***** Supplied material

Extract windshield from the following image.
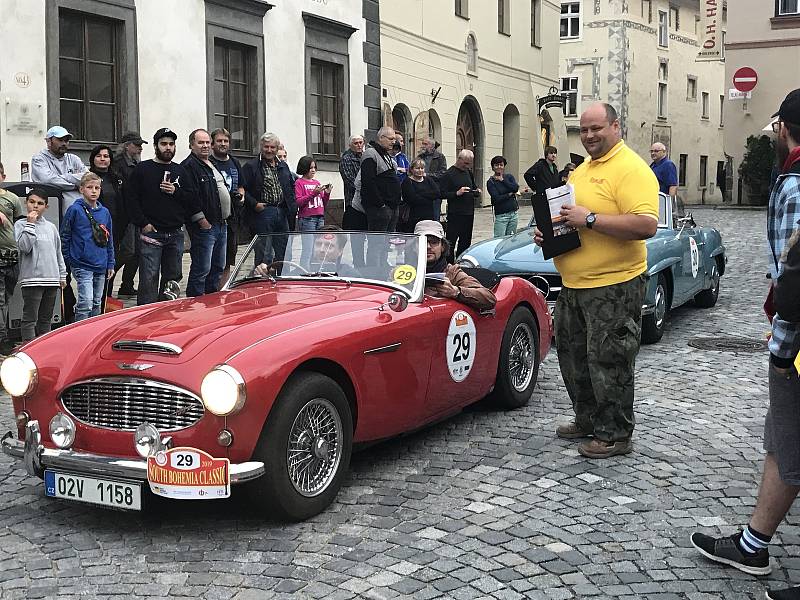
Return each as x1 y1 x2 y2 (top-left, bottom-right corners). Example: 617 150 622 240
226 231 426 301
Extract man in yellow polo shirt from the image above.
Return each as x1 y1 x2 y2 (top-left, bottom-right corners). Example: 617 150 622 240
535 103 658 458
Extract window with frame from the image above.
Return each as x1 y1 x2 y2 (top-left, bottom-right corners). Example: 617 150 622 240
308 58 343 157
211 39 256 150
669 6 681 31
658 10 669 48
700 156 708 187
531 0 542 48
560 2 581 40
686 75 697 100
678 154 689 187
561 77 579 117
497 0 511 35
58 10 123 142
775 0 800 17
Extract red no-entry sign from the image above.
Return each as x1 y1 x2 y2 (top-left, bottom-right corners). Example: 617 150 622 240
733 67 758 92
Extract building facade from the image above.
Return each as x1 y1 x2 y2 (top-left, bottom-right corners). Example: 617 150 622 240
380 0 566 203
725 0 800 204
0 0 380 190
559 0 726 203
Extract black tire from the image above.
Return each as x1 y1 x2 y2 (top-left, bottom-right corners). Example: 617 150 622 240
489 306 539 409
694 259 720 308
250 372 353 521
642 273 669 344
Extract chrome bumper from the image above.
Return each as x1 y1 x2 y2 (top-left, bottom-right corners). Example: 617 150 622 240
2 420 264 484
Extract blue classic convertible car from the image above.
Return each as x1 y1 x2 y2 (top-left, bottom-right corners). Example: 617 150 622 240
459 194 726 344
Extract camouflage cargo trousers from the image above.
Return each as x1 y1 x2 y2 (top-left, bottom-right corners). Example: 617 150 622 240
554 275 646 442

**********
***** Supplied material

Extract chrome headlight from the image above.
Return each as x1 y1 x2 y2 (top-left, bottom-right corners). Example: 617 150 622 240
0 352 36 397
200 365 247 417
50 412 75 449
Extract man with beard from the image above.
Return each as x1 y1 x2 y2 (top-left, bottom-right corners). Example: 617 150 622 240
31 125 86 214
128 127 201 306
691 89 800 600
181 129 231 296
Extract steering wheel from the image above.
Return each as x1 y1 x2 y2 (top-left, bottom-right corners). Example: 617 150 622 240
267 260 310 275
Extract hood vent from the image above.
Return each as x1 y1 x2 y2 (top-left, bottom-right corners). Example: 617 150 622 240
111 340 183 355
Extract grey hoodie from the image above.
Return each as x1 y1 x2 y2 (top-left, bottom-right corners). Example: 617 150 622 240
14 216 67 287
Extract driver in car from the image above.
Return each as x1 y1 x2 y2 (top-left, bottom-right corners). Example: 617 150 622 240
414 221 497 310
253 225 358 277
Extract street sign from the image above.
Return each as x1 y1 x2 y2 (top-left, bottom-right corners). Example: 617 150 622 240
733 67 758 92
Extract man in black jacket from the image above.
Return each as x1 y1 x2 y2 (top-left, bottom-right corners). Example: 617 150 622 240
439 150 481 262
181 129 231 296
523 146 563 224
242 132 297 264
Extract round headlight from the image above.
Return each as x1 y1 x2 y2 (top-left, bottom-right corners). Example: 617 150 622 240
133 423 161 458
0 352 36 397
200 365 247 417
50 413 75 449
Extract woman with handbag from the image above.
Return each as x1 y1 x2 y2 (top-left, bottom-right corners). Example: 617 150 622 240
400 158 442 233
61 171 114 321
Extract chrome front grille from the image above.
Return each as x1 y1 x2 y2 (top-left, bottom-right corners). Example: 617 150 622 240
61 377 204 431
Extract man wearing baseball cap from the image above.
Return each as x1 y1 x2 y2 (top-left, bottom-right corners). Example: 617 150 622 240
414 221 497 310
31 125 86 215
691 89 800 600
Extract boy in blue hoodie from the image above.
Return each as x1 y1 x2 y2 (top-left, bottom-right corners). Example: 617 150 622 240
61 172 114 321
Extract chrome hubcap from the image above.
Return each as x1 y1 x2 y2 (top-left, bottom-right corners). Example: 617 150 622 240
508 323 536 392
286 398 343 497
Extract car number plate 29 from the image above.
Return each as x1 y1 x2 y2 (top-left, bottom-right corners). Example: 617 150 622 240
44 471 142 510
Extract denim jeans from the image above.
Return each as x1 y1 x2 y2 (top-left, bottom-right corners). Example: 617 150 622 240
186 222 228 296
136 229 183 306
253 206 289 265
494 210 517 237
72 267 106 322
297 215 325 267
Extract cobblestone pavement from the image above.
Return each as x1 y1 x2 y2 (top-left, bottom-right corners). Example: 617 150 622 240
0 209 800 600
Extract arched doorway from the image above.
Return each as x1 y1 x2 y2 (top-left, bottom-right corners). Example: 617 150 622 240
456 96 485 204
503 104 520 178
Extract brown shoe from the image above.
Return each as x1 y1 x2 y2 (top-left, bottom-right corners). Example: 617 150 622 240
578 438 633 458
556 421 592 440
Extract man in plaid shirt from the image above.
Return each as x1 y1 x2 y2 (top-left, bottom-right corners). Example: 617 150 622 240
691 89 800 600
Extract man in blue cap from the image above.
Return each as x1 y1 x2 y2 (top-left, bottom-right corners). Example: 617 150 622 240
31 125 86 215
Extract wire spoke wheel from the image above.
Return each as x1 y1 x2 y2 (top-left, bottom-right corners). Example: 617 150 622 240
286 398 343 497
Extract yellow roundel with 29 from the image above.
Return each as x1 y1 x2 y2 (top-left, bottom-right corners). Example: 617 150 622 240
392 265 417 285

**********
***** Supplied material

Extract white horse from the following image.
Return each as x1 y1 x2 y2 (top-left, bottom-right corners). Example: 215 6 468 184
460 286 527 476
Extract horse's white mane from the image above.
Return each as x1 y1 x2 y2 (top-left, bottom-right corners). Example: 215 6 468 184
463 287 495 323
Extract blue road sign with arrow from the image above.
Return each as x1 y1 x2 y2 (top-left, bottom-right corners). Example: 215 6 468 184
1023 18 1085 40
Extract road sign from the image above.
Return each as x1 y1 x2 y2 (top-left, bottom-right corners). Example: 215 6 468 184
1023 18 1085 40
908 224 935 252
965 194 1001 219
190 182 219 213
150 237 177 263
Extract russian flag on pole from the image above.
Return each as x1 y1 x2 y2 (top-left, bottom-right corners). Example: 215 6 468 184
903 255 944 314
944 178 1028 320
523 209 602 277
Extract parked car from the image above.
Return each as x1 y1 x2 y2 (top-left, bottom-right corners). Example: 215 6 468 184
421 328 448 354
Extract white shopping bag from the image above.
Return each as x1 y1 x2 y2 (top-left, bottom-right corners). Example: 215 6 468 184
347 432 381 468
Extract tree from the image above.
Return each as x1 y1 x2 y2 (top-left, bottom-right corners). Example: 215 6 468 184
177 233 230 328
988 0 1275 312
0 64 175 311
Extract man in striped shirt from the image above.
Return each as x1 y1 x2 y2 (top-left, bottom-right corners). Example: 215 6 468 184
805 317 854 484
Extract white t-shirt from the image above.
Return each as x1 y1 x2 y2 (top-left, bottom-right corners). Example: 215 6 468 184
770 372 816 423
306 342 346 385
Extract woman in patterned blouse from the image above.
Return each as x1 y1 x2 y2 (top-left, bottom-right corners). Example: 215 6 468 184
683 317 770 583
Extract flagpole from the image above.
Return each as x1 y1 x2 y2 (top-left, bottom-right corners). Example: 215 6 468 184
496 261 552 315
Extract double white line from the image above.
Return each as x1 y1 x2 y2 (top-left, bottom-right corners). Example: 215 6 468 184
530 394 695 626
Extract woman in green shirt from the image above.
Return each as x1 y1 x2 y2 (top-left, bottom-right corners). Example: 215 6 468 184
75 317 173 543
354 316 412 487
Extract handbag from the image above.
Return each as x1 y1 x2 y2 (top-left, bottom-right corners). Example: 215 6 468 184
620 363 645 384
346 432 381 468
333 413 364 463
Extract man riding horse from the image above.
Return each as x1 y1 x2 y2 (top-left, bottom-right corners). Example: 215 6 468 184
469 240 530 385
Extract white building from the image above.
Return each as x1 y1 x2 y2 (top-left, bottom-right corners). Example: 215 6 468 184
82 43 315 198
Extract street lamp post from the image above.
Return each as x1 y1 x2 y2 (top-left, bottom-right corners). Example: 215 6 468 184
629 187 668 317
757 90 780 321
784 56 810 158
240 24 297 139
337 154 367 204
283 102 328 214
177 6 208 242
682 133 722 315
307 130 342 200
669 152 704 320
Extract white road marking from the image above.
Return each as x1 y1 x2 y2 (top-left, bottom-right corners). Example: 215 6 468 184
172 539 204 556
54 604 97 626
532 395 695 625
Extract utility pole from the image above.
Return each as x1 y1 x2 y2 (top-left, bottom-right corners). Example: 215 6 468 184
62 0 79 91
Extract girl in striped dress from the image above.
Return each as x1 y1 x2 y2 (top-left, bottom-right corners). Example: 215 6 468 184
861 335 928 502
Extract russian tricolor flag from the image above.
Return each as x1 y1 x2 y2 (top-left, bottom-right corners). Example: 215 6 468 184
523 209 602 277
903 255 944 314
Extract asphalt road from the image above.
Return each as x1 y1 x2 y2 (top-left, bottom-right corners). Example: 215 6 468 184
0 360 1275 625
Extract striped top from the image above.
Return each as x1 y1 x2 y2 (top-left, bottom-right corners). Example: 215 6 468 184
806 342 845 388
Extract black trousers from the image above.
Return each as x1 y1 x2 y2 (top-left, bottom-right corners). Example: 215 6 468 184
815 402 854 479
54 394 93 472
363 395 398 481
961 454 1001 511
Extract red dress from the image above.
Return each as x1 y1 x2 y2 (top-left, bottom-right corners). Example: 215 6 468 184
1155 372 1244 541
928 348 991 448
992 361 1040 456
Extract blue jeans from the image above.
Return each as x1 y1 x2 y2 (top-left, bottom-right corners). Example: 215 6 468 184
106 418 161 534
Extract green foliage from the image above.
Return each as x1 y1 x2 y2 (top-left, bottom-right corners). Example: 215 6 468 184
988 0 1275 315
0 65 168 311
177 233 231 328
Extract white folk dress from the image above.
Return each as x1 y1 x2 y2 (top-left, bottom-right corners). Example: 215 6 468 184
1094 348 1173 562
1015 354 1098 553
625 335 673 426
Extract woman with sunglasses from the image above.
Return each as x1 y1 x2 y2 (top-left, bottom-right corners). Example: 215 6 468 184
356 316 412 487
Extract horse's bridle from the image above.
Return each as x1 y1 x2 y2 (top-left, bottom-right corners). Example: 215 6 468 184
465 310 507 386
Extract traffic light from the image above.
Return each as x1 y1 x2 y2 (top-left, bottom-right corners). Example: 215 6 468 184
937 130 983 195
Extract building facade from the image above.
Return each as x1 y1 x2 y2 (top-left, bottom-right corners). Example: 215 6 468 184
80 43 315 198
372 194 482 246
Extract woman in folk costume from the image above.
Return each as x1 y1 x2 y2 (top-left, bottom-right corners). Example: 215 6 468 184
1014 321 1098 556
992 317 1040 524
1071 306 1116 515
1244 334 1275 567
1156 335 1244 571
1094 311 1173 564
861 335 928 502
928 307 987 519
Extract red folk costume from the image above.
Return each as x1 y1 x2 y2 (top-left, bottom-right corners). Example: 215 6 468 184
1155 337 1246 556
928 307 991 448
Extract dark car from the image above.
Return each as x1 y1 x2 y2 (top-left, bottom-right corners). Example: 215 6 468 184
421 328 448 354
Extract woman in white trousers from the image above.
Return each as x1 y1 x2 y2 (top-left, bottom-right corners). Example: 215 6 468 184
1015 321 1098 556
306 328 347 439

**********

**Exercise directions:**
Please edit the data in the stretch from the line containing "Extract horse's bridle from the image above." through the line containing "306 328 347 439", replacing "folk costume" with "national dress" and leaving everything else unchanged.

**Worked solution:**
Extract horse's bridle from the image above.
Return each as x1 y1 x2 y2 (top-left, bottom-right corners). Example: 215 6 468 184
465 310 507 386
Extract traffic light from the image above.
Return each as x1 y1 x2 y2 (top-left, bottom-right corners). Example: 215 6 468 184
937 130 983 195
Extract building facade from the image above.
Return each as x1 y1 x2 y2 (top-left, bottom-right corners). Example: 215 6 468 184
80 43 315 198
372 194 482 246
Extract woman in national dress from the image above.
Return each as x1 y1 x2 y2 (top-left, bottom-right corners). Example: 215 6 468 184
1014 321 1098 556
992 317 1040 524
1071 306 1116 515
1244 334 1275 567
1156 335 1244 571
1094 311 1173 564
861 335 928 502
928 307 987 519
Extract red national dress from the image above.
Return each as x1 y1 x2 y2 (top-left, bottom-right corners). Example: 215 6 468 184
1155 337 1246 556
928 307 991 448
Extract dark car from the image above.
Return each as x1 y1 x2 y2 (top-left, bottom-right corners). Example: 215 6 468 184
421 328 448 354
Extract woman in white trousers from the image above.
Return each as x1 y1 x2 y2 (top-left, bottom-right corners). Example: 215 6 468 184
1015 321 1098 556
306 328 347 439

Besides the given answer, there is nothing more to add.